▶ Work to do
Please copy every line of the entries below without any changes, but leave the pictures out of your answer.

[BEGIN Data excerpts]

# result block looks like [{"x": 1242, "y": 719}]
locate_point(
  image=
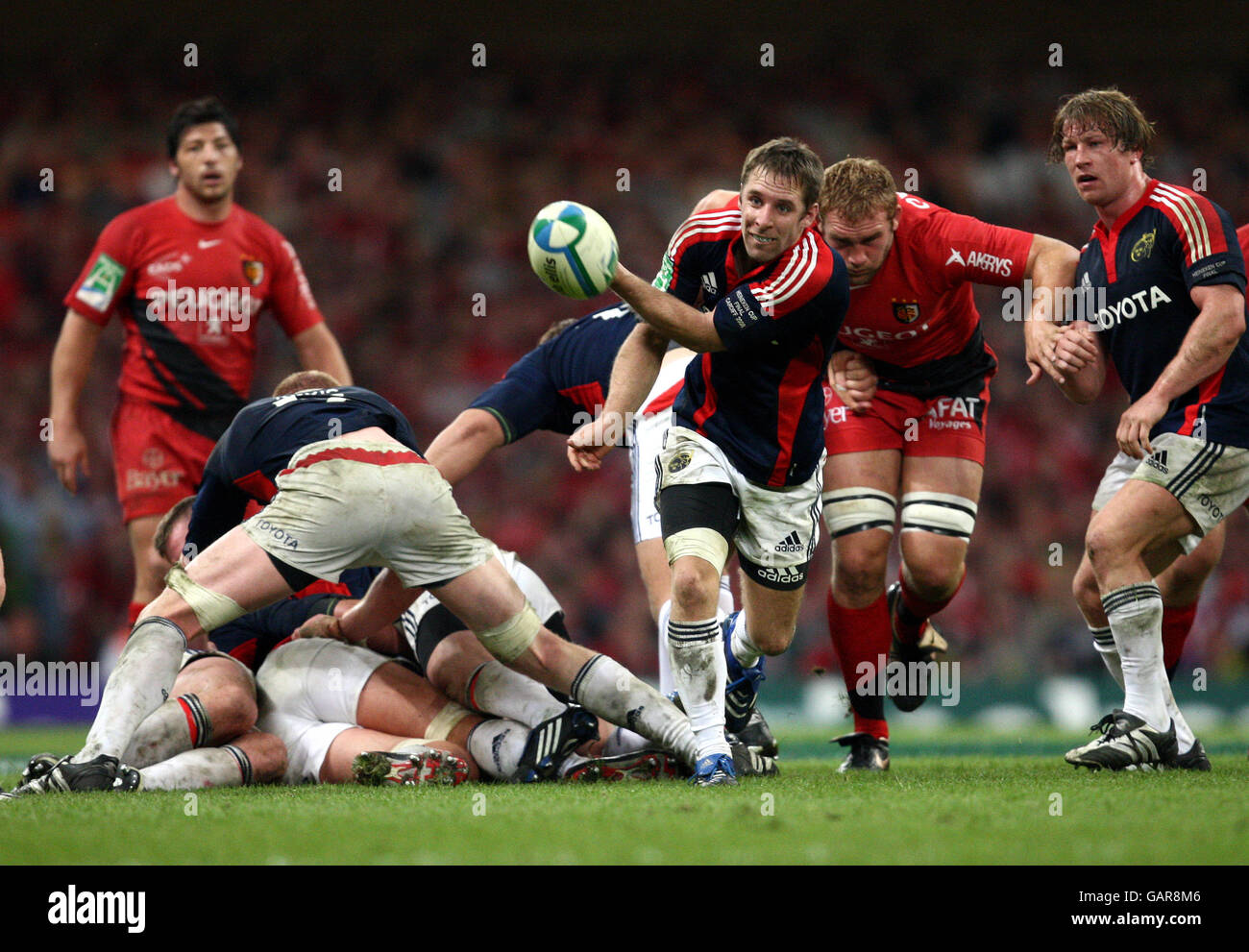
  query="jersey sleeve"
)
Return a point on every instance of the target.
[
  {"x": 291, "y": 296},
  {"x": 108, "y": 274},
  {"x": 966, "y": 249},
  {"x": 219, "y": 503}
]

[END Data excerpts]

▶ Correct answer
# result block looks like [{"x": 1242, "y": 719}]
locate_point(
  image=
  query="jersey sleeve"
)
Return a point on every instance of the target.
[
  {"x": 291, "y": 296},
  {"x": 108, "y": 274},
  {"x": 966, "y": 249},
  {"x": 219, "y": 503}
]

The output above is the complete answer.